- [Цель задания 1]: Сколько автопортретов Дега написал к тридцати годам, согласно тексту о Дега и Мане?
- [Цель задания 2]: Определите, согласуются ли с текстом о Дега и Мане утверждения (а) «Мане, судя по внешнему впечатлению, было трудно быть самим собой», (б) «Дега переключился на портреты других людей» и (в) «Дега не осознавал, что ему неуютно в собственной шкуре». Для каждого ответьте «да» или «нет» и приведите решающие слова текста дословно.
- [Цель задания 3]: Выпишите без изменений отрывок текста о Дега и Мане от слов «Иногда самая трудная» до слов «Портреты других людей.» включительно.

- [Текст]:
·····

Иногда самая трудная вещь на свете – быть самим собой. Впрочем, Мане, если судить по внешнему впечатлению, подобных трудностей не испытывал. Иное дело Дега. Никакая броня светскости не могла скрыть тот факт, что ему неуютно в собственной шкуре. Должно быть, Мане смутно об этом догадывался. Сам Дега несомненно отдавал себе в этом отчет и очень этим терзался. После двадцати он был неимоверно на себе зациклен и к тридцати годам написал без малого сорок автопортретов. То, что вскоре после знакомства с Мане он с автопортретами покончил, говорит само за себя. Оставил он и все попытки добиться признания благодаря масштабным историко-мифологическим полотнам. Он переключился на портреты. Портреты других людей.

·····

- [Отобранные строки]:
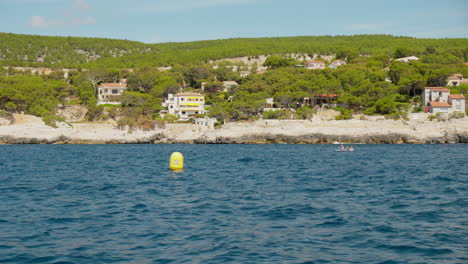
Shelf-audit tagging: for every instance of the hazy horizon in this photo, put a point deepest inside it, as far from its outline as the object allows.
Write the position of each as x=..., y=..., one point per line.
x=163, y=21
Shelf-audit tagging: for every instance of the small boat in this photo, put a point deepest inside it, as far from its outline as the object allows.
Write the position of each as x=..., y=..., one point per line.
x=344, y=150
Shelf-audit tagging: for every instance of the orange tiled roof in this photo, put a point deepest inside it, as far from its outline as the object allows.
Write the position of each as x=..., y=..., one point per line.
x=315, y=62
x=437, y=89
x=440, y=104
x=189, y=94
x=457, y=96
x=327, y=95
x=455, y=76
x=113, y=85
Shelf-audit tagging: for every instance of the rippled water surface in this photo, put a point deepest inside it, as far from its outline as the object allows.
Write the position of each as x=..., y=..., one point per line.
x=233, y=204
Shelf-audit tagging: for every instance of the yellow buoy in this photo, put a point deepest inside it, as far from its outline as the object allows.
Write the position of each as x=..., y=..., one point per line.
x=176, y=162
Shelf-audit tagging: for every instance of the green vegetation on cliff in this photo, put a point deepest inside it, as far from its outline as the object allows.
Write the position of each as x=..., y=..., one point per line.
x=371, y=82
x=75, y=52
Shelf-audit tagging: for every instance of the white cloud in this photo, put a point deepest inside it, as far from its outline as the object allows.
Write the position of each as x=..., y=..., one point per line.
x=365, y=26
x=42, y=22
x=164, y=6
x=81, y=5
x=72, y=16
x=84, y=21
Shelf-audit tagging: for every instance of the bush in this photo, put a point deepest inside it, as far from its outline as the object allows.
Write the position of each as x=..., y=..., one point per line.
x=456, y=115
x=304, y=113
x=145, y=123
x=418, y=109
x=273, y=114
x=345, y=113
x=51, y=120
x=9, y=116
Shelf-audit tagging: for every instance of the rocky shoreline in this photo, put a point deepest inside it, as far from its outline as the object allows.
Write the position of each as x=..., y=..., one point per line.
x=31, y=130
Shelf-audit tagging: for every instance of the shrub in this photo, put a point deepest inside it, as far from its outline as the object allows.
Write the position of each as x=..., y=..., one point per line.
x=456, y=115
x=304, y=113
x=51, y=120
x=145, y=123
x=276, y=114
x=345, y=113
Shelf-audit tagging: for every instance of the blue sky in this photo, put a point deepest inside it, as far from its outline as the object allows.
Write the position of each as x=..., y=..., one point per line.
x=154, y=21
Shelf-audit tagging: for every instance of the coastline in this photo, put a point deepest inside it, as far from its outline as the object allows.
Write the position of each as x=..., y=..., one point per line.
x=31, y=130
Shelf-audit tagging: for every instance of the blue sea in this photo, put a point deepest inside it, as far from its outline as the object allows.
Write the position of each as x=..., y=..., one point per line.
x=67, y=204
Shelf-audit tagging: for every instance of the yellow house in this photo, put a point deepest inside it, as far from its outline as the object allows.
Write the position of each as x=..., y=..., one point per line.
x=185, y=105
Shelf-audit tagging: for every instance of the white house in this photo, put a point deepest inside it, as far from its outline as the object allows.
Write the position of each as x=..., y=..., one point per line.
x=458, y=102
x=230, y=85
x=440, y=107
x=439, y=100
x=435, y=94
x=407, y=59
x=456, y=80
x=336, y=64
x=205, y=121
x=109, y=93
x=312, y=65
x=185, y=105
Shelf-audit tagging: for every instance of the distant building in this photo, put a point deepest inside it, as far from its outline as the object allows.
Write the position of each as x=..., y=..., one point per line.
x=456, y=80
x=313, y=65
x=439, y=107
x=109, y=93
x=336, y=64
x=325, y=99
x=230, y=85
x=458, y=102
x=439, y=100
x=205, y=121
x=185, y=105
x=407, y=59
x=227, y=85
x=435, y=94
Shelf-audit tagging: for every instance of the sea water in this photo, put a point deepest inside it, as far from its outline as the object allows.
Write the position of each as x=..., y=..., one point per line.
x=233, y=204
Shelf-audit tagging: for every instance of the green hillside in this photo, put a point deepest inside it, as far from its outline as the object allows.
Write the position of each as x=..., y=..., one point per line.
x=75, y=52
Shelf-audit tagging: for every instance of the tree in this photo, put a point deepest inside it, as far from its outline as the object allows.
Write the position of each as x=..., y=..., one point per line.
x=402, y=52
x=95, y=76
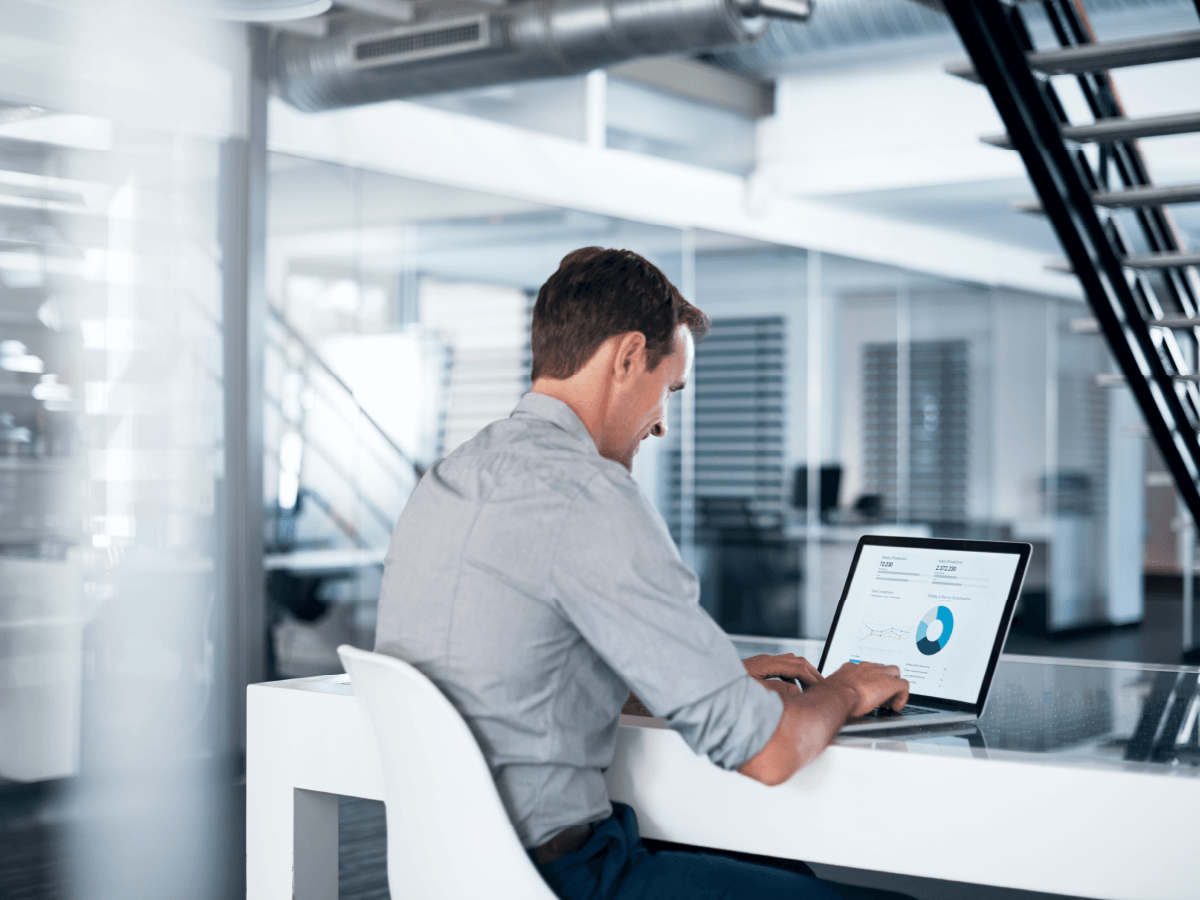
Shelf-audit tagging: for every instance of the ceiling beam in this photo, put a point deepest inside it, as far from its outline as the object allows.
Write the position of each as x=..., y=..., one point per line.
x=432, y=145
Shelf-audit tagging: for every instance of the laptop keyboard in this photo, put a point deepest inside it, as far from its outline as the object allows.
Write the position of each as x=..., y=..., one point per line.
x=882, y=713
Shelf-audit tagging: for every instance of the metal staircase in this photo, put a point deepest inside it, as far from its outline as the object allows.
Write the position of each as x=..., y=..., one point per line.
x=1096, y=190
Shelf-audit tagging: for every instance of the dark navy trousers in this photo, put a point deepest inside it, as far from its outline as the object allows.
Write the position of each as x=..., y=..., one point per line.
x=615, y=864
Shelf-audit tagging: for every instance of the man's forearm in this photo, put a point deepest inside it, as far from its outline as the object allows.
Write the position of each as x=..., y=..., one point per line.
x=809, y=724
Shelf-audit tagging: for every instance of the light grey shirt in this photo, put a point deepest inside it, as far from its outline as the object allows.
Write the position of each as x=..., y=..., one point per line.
x=534, y=585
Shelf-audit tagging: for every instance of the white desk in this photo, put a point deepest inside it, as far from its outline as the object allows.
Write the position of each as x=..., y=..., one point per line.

·····

- [Решение задания 1]: Без малого сорок.

- [Решение задания 2]:
(а) Нет: «Мане, если судить по внешнему впечатлению, подобных трудностей не испытывал».
(б) Да: «Он переключился на портреты. Портреты других людей».
(в) Нет: «Сам Дега несомненно отдавал себе в этом отчет и очень этим терзался».

- [Решение задания 3]:
Иногда самая трудная вещь на свете – быть самим собой. Впрочем, Мане, если судить по внешнему впечатлению, подобных трудностей не испытывал. Иное дело Дега. Никакая броня светскости не могла скрыть тот факт, что ему неуютно в собственной шкуре. Должно быть, Мане смутно об этом догадывался. Сам Дега несомненно отдавал себе в этом отчет и очень этим терзался. После двадцати он был неимоверно на себе зациклен и к тридцати годам написал без малого сорок автопортретов. То, что вскоре после знакомства с Мане он с автопортретами покончил, говорит само за себя. Оставил он и все попытки добиться признания благодаря масштабным историко-мифологическим полотнам. Он переключился на портреты. Портреты других людей.